Directives:
[a] In the pynbody bridge tutorial below, what redshift does f1 have?
[b] Return, unchanged, the lines of the listing from the line with "For the benchmark, mark each instance of the vegetation" up to and including the line with "For the benchmark, mark each instance of the shepherd".

Extract provided:
-.-.-

Tracing Particles between Snapshots¶
The bridge
module has tools for connecting different
outputs which allows you to trace particles from one snapshot of the
simulation to another. Normally, matching up particle IDs between
different snapshots can be a pain, but bridge
does all
of this for you transparently.
In pynbody, a Bridge
is an object that links two snapshots
together. Once connected, a bridge object called on a specific subset
of particles in one snapshot will trace these particles back (or
forward) to the second snapshot. Constructing bridges is also very straight-forward
in most cases. The easiest way is to try it in action.
Since the pynbody test data does not include a simulation with two different outputs,
we will borrow the test_gadget
data from tangos to illustrate the point. Click
here to download.
Basic usage¶
Load the data at high and low redshift:
In [1]: import pynbody
In [2]: f1 = pynbody.load("tutorial_gadget/snapshot_018")
In [3]: f2 = pynbody.load("tutorial_gadget/snapshot_020")
Verify the redshifts:
In [4]: "f1 redshift=%.2f; f2 redshift=%.2f"%(f1.properties['z'], f2.properties['z'])
Out[4]: 'f1 redshift=0.48; f2 redshift=0.00'
Load the halo catalogue at low redshift:
In [5]: h2 = f2.halos()
Create the bridge object:
In [6]: b = f2.bridge(f1)
b
is now an Bridge
object that links
the two outputs f1
and f2
together. Note that you can either
bridge from f2
to f1
(as here) or from f1
to f2
and it
makes no difference at all to basic functionality: the bridge can be traversed
in either direction.

-.-.-

(Collected data entries)
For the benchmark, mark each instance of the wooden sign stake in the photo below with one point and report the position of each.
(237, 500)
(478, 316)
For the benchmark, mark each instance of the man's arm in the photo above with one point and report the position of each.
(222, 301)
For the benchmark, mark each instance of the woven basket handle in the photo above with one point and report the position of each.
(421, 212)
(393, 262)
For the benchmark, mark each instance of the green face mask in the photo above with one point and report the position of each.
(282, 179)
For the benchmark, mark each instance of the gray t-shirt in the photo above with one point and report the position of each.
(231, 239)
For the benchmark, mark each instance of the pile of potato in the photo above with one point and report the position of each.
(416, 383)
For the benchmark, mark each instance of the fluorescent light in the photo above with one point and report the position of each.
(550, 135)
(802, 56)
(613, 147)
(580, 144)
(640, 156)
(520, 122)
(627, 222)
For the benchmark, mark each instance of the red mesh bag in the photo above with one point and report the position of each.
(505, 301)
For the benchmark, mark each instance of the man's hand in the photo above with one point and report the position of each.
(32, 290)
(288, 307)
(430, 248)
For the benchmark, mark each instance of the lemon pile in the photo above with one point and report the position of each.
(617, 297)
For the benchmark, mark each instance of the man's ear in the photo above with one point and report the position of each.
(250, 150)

-.-.-

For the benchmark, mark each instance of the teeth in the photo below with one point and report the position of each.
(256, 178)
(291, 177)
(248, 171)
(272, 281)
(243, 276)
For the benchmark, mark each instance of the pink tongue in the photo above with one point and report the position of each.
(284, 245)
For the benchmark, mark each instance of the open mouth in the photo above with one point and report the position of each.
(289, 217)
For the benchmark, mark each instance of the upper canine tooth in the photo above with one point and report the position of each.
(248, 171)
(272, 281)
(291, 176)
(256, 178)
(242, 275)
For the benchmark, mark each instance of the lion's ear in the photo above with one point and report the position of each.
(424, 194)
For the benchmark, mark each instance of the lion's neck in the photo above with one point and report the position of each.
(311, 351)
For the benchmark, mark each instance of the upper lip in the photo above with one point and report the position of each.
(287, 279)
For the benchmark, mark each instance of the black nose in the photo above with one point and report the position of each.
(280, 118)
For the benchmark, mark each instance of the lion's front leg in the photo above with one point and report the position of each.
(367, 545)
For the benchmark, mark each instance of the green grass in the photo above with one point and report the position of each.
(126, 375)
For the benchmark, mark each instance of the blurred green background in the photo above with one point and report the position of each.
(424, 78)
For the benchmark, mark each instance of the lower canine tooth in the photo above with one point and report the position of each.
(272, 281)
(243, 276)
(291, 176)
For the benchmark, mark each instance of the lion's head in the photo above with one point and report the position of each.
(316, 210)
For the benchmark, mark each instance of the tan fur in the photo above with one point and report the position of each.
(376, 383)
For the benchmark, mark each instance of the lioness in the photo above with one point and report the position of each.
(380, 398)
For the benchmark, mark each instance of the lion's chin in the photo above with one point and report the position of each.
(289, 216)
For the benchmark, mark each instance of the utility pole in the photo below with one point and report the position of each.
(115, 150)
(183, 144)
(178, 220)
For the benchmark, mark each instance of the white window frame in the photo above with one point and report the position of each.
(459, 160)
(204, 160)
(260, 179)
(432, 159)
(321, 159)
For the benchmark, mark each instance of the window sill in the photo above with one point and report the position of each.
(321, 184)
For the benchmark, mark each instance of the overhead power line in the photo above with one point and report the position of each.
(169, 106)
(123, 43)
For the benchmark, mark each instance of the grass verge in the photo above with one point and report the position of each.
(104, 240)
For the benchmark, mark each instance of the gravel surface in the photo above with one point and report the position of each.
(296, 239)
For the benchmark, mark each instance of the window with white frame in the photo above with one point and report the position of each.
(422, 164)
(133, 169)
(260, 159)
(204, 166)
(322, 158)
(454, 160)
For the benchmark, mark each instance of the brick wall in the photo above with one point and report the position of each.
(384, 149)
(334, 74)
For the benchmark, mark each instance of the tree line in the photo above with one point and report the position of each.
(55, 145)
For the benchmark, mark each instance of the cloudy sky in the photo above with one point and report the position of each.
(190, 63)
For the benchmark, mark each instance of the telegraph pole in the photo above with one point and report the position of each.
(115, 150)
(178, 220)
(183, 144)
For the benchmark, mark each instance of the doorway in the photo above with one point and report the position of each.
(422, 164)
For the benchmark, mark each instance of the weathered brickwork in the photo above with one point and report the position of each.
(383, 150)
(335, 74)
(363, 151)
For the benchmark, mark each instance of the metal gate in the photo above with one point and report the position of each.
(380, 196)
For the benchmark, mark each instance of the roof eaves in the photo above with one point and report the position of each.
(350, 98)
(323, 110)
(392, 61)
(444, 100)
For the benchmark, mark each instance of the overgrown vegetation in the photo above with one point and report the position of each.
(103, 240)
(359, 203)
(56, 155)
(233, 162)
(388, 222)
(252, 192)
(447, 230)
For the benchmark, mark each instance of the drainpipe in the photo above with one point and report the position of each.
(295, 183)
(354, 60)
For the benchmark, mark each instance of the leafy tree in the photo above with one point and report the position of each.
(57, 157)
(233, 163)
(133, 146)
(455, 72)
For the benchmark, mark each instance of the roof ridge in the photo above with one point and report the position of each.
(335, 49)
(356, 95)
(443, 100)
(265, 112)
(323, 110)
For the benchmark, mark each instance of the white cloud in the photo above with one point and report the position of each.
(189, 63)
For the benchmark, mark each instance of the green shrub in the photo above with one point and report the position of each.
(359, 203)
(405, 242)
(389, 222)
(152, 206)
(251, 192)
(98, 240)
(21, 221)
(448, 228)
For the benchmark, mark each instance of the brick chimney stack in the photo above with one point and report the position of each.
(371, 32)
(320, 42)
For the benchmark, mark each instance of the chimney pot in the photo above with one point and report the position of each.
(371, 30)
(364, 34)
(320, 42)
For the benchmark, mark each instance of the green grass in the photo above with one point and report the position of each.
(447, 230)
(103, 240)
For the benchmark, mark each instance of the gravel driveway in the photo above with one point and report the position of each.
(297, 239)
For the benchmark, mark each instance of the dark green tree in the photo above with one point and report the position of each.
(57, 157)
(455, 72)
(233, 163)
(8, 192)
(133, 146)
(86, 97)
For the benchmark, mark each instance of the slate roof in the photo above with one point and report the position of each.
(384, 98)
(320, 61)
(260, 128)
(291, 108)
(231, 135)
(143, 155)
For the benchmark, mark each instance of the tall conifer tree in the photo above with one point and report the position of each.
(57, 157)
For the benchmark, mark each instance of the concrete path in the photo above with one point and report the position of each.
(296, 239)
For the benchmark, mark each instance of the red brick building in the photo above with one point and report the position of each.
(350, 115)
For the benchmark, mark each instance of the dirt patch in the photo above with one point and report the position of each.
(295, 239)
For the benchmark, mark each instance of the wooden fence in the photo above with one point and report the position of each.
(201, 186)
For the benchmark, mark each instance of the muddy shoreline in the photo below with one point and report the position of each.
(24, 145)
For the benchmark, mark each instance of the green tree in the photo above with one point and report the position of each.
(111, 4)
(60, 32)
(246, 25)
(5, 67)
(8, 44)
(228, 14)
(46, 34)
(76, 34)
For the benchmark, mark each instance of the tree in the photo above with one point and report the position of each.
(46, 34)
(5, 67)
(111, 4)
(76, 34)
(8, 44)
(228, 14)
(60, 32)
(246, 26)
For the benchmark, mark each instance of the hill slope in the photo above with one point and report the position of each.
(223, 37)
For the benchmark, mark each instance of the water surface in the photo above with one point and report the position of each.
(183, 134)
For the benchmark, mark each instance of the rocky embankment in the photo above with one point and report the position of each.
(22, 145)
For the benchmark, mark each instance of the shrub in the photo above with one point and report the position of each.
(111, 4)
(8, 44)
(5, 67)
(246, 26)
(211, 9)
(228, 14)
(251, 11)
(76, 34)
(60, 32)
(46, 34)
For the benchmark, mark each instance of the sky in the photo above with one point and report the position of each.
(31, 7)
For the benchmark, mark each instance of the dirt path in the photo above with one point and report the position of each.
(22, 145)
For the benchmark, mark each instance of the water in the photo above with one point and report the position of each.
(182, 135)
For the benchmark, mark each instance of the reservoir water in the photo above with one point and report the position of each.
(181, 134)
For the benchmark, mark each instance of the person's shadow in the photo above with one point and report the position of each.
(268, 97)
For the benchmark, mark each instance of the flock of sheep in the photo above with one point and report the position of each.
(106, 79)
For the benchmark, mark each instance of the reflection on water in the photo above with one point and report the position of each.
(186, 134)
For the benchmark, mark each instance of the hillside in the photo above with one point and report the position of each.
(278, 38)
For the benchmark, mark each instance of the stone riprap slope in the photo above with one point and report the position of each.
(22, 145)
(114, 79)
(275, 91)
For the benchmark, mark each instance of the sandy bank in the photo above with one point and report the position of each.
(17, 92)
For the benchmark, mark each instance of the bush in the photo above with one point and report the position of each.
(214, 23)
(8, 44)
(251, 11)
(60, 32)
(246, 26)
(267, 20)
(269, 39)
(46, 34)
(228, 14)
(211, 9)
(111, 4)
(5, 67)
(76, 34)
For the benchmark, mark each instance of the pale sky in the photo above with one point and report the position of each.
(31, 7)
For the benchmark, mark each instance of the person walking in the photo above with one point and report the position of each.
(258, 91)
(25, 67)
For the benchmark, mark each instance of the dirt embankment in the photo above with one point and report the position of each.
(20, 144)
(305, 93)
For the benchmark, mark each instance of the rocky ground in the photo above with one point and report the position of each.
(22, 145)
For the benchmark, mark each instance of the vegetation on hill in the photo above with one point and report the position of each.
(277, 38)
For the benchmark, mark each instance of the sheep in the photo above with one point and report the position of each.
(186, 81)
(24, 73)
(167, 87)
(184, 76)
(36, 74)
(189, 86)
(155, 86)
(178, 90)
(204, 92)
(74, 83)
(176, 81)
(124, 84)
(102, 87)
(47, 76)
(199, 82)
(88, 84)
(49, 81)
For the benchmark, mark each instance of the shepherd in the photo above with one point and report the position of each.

-.-.-

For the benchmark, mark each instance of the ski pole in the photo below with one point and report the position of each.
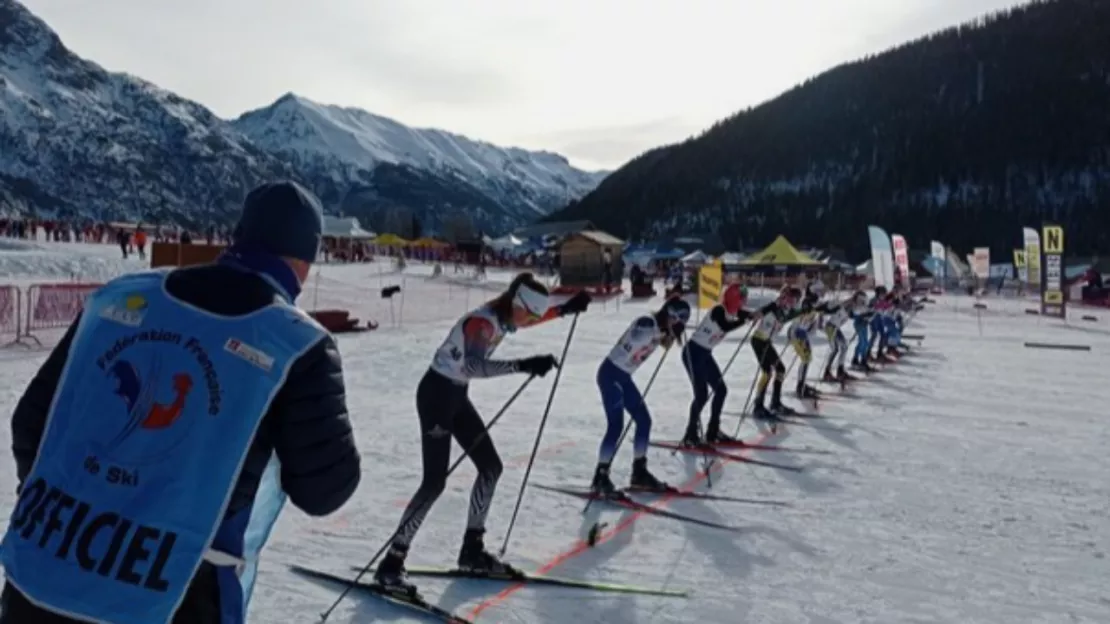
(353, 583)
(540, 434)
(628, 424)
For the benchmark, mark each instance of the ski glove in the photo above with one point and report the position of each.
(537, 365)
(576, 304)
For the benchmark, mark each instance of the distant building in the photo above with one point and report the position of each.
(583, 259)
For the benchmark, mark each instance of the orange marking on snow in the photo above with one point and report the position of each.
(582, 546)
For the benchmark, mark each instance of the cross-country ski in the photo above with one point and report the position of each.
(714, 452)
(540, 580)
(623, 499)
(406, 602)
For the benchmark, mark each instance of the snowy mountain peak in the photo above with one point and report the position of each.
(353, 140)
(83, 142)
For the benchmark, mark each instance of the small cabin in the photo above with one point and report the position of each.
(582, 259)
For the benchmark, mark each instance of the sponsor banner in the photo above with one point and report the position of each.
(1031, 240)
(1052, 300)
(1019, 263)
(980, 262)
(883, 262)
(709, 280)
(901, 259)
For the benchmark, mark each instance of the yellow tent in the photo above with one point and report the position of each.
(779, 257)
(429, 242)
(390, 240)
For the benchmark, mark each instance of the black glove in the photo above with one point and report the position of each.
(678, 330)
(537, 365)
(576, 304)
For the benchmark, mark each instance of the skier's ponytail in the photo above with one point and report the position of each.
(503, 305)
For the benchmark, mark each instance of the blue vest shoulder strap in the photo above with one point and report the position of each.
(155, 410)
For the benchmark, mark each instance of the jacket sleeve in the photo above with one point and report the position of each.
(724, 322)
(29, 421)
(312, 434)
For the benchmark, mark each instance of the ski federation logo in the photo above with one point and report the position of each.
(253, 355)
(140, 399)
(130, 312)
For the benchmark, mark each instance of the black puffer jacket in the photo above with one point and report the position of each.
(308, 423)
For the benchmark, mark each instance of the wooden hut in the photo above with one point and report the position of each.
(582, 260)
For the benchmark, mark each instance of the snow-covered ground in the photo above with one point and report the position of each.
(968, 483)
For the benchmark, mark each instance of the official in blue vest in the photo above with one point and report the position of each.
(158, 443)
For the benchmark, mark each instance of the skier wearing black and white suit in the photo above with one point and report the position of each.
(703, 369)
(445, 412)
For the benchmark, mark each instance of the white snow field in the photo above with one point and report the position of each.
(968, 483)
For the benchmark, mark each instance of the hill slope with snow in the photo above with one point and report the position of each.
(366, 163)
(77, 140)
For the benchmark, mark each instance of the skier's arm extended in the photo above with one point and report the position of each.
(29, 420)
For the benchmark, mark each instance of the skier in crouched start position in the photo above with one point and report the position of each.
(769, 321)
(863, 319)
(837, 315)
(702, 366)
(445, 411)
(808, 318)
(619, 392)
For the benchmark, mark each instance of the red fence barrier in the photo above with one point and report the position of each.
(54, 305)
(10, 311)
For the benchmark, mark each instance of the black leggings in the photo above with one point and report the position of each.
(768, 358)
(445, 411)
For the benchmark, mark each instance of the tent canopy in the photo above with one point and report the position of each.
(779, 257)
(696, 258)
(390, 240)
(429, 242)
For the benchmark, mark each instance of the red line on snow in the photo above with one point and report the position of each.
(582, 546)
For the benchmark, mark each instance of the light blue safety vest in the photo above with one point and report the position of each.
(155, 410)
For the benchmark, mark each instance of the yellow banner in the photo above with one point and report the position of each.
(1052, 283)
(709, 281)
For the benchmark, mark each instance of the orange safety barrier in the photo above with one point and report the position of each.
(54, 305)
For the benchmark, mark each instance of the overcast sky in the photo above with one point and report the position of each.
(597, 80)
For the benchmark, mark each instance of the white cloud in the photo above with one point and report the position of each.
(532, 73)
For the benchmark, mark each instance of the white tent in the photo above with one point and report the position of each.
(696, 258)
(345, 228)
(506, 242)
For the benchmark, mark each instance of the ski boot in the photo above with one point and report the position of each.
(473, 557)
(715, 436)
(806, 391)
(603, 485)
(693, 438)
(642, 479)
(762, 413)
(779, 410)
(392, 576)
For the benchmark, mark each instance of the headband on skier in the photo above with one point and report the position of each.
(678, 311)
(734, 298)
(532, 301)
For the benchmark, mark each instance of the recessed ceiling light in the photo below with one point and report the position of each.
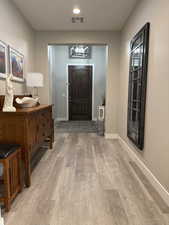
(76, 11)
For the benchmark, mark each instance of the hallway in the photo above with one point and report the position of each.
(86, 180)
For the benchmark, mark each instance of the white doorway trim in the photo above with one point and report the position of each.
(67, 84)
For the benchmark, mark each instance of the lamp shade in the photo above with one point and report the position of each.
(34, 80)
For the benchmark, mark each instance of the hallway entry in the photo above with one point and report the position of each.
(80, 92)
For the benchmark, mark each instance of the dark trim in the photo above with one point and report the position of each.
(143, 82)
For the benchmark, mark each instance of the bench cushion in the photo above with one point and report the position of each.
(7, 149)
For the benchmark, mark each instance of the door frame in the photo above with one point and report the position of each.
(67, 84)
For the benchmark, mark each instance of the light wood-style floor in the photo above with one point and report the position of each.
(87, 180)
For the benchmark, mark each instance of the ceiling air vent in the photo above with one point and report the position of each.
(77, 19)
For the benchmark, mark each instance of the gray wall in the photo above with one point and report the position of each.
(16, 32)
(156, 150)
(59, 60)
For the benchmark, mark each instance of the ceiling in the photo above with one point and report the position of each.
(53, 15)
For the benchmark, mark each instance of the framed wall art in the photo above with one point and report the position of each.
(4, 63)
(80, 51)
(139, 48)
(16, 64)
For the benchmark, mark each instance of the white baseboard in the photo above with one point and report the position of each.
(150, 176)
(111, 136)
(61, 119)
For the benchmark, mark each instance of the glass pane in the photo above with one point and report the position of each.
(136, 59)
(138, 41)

-.-.-

Solutions below:
[a] The redshift of f1 is 0.48.

[b]
For the benchmark, mark each instance of the vegetation on hill in the photo above with one point and report the position of each.
(277, 38)
For the benchmark, mark each instance of the sheep in the photo above with one point and report the position of each.
(186, 81)
(24, 73)
(167, 87)
(184, 76)
(36, 74)
(189, 86)
(155, 86)
(178, 90)
(204, 92)
(74, 83)
(176, 81)
(124, 84)
(102, 87)
(47, 76)
(199, 82)
(88, 84)
(49, 81)
For the benchmark, mark each instance of the shepherd in the photo above with one point and report the position of each.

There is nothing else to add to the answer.